------ ROWS
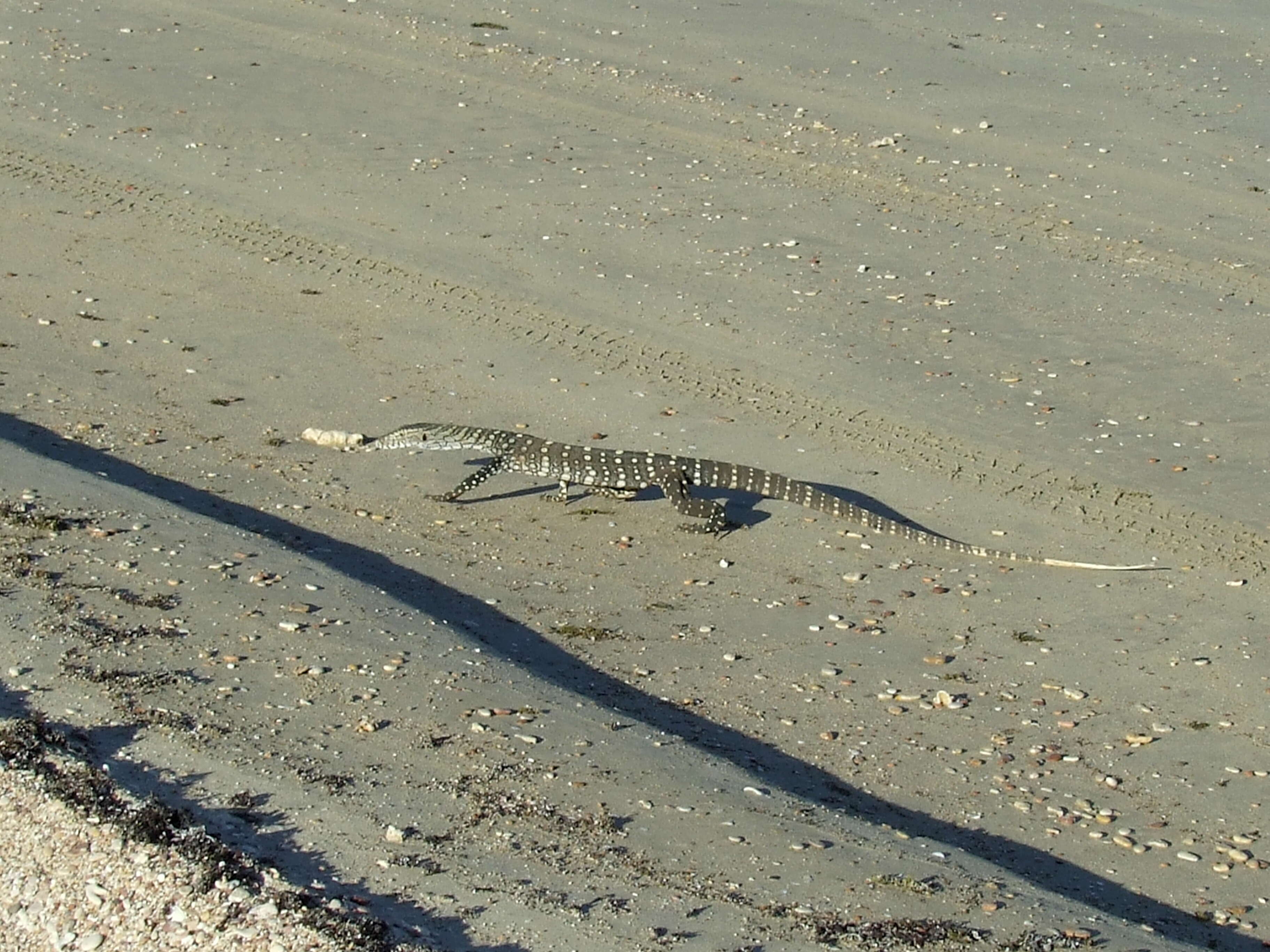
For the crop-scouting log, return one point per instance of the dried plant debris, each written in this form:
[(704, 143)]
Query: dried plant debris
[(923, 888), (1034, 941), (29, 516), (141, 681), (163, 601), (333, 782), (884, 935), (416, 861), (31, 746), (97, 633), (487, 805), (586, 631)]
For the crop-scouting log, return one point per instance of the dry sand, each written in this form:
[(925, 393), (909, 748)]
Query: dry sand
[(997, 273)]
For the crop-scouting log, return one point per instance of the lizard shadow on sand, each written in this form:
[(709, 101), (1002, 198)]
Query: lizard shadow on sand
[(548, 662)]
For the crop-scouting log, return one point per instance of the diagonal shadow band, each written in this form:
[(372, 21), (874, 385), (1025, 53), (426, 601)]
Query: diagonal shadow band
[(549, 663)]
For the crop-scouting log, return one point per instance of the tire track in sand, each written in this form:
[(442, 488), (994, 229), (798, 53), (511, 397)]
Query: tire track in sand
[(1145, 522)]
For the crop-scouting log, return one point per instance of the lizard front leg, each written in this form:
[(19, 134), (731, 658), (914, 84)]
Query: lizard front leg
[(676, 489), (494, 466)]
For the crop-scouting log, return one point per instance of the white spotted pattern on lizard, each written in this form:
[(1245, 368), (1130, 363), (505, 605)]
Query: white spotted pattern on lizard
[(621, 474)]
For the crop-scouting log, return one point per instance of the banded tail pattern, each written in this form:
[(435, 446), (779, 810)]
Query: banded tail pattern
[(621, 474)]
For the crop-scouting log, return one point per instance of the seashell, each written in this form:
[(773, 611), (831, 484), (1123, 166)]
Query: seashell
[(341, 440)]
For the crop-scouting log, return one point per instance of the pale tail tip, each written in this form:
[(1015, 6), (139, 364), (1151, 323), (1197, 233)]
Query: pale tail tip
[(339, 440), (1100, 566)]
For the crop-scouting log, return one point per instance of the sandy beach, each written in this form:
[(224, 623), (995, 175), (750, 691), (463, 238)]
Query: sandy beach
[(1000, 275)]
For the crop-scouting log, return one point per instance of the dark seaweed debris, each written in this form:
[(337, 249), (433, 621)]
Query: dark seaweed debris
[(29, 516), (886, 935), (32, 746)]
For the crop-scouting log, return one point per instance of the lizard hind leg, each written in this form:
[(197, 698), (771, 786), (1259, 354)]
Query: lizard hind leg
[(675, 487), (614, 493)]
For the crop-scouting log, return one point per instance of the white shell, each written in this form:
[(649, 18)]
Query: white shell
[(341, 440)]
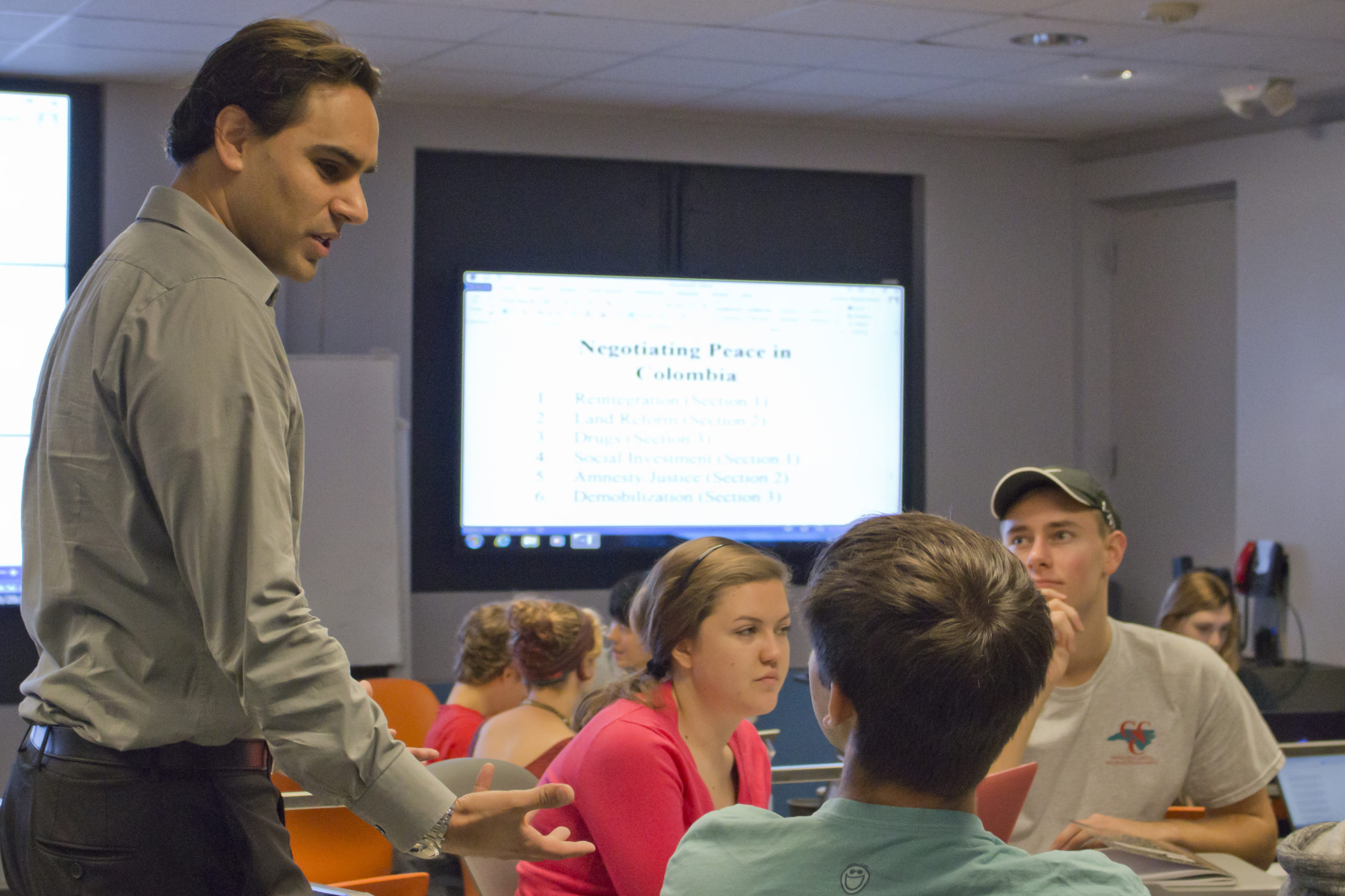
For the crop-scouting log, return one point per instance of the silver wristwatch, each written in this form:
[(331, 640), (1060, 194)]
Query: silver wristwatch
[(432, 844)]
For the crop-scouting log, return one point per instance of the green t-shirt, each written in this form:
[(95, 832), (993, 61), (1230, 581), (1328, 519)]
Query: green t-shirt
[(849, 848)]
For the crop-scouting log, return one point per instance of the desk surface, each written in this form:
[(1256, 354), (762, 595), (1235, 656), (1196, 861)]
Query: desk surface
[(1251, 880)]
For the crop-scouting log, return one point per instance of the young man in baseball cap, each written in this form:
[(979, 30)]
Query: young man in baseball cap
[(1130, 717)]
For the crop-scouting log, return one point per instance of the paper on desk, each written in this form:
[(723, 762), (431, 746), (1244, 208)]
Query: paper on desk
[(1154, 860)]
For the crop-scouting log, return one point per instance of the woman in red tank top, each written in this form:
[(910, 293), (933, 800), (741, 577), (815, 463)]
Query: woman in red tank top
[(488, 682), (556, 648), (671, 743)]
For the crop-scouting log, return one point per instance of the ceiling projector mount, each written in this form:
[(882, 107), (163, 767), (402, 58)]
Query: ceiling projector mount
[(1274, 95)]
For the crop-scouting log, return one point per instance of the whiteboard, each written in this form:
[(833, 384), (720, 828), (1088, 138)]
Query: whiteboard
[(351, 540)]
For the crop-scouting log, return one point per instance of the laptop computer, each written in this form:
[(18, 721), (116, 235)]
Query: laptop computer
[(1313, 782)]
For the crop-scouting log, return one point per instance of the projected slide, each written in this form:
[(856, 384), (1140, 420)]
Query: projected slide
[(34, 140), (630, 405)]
------------
**WRITTEN EXERCISE**
Copy every item above word for word, omitting the pictures.

**TASK ANSWER**
For the crop-scouting log, return one point per instance of the dried plant debris, each written in this form:
[(704, 143)]
Query: dried plant debris
[(923, 888), (1034, 941), (29, 516), (141, 681), (163, 601), (333, 782), (884, 935), (416, 861), (31, 746), (97, 633), (487, 805), (586, 631)]
For the crop-scouting log, return one point per instance of the dry sand, each written in this form:
[(925, 393), (909, 748)]
Query: dry sand
[(997, 273)]
For the crop-scouting log, return one point per instance of the lizard shadow on sand, each written in this form:
[(709, 101), (1002, 198)]
Query: lizard shadow on sand
[(548, 662)]
For the crop-scouting log, return one point per instance of the diagonal shadow band, each written in this form:
[(372, 21), (874, 385), (1025, 53), (426, 601)]
Query: diagonal shadow band
[(549, 663)]
For the crop-scouting log, return one point per instance of the tire track in sand, each written in this form:
[(442, 488), (994, 229), (798, 53), (511, 397)]
Query: tire track in sand
[(1145, 522)]
For the crop-scouting log, return one point per instance of the lizard front leg, each written in this form:
[(19, 134), (731, 658), (914, 84)]
Query: lizard front leg
[(676, 489), (494, 466)]
For the crop-scouting log, return one point per instance of the white spotted pattern on lizard, each written in this form:
[(1245, 368), (1130, 363), (505, 605)]
Query: white spotted pattern on lizard
[(621, 474)]
For the crop-scouting log, return one point per instance of the banded tail pattern, each written in this form:
[(435, 446), (779, 810)]
Query: banded tail pattern
[(621, 474)]
For the crop-scouting log, return one point per instance of the seashell, each written in this form:
[(773, 611), (831, 484), (1123, 166)]
Query: seashell
[(341, 440)]
For the crop-scouting log, return one point per instance of the pale tail tip, each written in this form:
[(1015, 6), (139, 364), (1151, 323), (1197, 233)]
Query: pale tail tip
[(339, 440), (1100, 566)]
For the crop-scouting log, return one point per instance of the sandy beach, each written in this form:
[(224, 623), (995, 175), (750, 691), (463, 238)]
Query: sandy beach
[(1000, 275)]
For the crop-scouting log, return one point per instance of the dark seaweed debris, each written in this form:
[(337, 249), (433, 621)]
Query: dark seaweed debris
[(29, 516), (886, 935), (32, 746)]
For the crop-scouting log, return one point per instance of the lizard hind leg, each written in this form:
[(197, 698), (771, 786), (1259, 354)]
Query: lizard hind leg
[(675, 487), (614, 493)]
For the crop-scouting log, return one point per instance of the white shell, each written in this form:
[(649, 18)]
Query: white shell
[(341, 440)]
For the crop-scouting log, return one point per instance of the silver wristwatch, each written in this form:
[(331, 640), (1060, 194)]
Query: silver wristwatch
[(432, 844)]
For the crop-scouting log, return one point per instance of the green t-shirt, each written in this form:
[(95, 832), (993, 61), (1230, 581), (1328, 519)]
Query: green t-shirt
[(849, 848)]
For the crop-scouting log, return one point per instance of the desk surface, each written in this form:
[(1256, 354), (762, 595), (1235, 656), (1196, 861)]
Query: desk surface
[(1251, 880)]
For the crop-scouting log, return one point per instance of the young man in baseball cap, each written in this form:
[(979, 30)]
Query: young man in baseball cap
[(1130, 717)]
For the crop-scouting log, return one point per instance of the paper on desk, each written in this form:
[(723, 762), (431, 746), (1244, 208)]
Query: paper on desk
[(1154, 860)]
For the crop-scouting log, return one point per instance of the woman in red tank top, each written in this form:
[(910, 293), (933, 800), (741, 577), (815, 463)]
Query: woman in red tank top
[(488, 682), (556, 648), (671, 743)]
For the crop-scouting log, return one point per instance of the ceiling projector mount, each written in this form:
[(882, 107), (163, 767), (402, 58)]
Query: ceiling projector mount
[(1274, 95)]
For the crop-scouting log, return one point per instance of the whiteboard, each written in this form:
[(833, 384), (720, 828), (1088, 138)]
Query: whiteboard
[(351, 540)]
For the crop-scouting log, return one point per instance of the laptop computer, each written in this form:
[(18, 721), (116, 235)]
Query: laptop computer
[(1313, 782)]
For the crop-scouting log, return one point per instance of the projected slide, each written in this form:
[(856, 384), (1140, 420)]
Query: projected slide
[(34, 140), (630, 405)]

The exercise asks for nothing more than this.